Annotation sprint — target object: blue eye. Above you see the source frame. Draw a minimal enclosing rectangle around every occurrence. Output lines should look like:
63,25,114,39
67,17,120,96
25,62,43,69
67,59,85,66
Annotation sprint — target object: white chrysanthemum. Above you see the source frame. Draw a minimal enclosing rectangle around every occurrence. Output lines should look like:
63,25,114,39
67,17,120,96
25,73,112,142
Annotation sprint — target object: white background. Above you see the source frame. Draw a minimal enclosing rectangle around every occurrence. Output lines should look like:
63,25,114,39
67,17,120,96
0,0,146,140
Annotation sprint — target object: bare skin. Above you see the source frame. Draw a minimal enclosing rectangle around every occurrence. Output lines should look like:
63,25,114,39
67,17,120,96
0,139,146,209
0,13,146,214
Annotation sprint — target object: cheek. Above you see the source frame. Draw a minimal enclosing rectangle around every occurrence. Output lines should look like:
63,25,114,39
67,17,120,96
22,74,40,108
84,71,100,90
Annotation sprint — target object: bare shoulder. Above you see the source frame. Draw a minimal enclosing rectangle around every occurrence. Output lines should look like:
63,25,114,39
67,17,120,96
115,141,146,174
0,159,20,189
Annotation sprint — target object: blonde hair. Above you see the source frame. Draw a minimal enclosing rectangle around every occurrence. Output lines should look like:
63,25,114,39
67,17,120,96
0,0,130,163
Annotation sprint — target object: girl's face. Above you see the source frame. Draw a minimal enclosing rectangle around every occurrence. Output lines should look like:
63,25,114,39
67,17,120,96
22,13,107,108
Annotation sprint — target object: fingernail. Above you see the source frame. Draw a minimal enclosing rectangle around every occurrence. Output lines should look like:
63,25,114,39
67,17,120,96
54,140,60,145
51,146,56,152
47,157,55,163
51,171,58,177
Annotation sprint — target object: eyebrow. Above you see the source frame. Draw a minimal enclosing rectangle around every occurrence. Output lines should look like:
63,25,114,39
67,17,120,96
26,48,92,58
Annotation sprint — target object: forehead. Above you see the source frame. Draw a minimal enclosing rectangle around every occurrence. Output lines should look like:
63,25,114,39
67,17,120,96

• • •

▸ Your instructions
Write out every line of the rows above as a JSON list of strings, one string per line, and leave out any blank lines.

▸ Solution to this exercise
[
  "Annotation sprint — target object: blue eye. Above you see the source frame. Draw a minimal enclosing rectangle around every occurrence. Output lines should look like:",
  "63,25,114,39",
  "67,17,120,96",
  "25,62,43,69",
  "67,59,85,66",
  "Annotation sprint — target object: white chrysanthemum. Above you see the source frame. Draw a minimal enclosing rectangle around every occurrence. Output lines should look like:",
  "63,25,114,39",
  "67,17,120,96",
  "25,73,112,142",
  "Annotation sprint — target object: white background. Above you see the source frame. Draw a minimal enclosing rectangle around every occurrence. Output lines should look like:",
  "63,25,114,39",
  "67,17,120,96",
  "0,0,146,140",
  "Annotation sprint — target object: bare skin. Above you see the source frame. Draw a minimal enclosing rectangle around every occurrence. Output lines should look like:",
  "63,25,114,39",
  "67,17,120,96",
  "0,139,146,209",
  "0,13,146,214",
  "Annotation sprint — target object: cheek. Above you see the source frame. Draw a minimal enclosing rectangle around every occurrence. Output lines should look like:",
  "63,25,114,39",
  "67,17,120,96",
  "22,74,40,108",
  "84,71,100,90",
  "Annotation sprint — target object: bare shoulder. Above you see the source frame. Draw a minimal enclosing rectangle around every occurrence. Output lines should look like:",
  "63,25,114,39",
  "67,17,120,96",
  "115,141,146,174",
  "0,159,20,189",
  "Annotation sprint — target object: blonde hair. Above you see the source frame. Draw a minimal enclosing rectangle around every occurrence. Output lines should look like:",
  "63,25,114,39",
  "67,17,120,96",
  "0,0,130,163",
  "Annotation sprint — target object: girl's face. Above you see the source frame. Draw a minimal enclosing rectangle around every occurrence. Output lines should look like:",
  "63,25,114,39",
  "67,17,120,96",
  "22,13,107,108",
  "Annotation sprint — target object: fingernail. Above you see the source frame. Draw a minimal enclosing rectangle around every occurrence. Output lines should look like:",
  "63,25,114,39",
  "67,17,120,96",
  "54,140,60,145",
  "51,146,56,152",
  "47,157,55,163",
  "51,171,58,177",
  "Annotation sprint — target object: eyebrow. Above you see the source frame. Draw a minimal enclosing rectangle around every occurrence. Output lines should look like:",
  "63,25,114,39",
  "67,17,120,96",
  "26,48,92,58",
  "Annotation sprint — target object: forehead. Above you see the source frame. Draw a minimal enclosing rectangle around every occurrence. Output lines should look like:",
  "63,25,114,39",
  "67,17,120,96"
]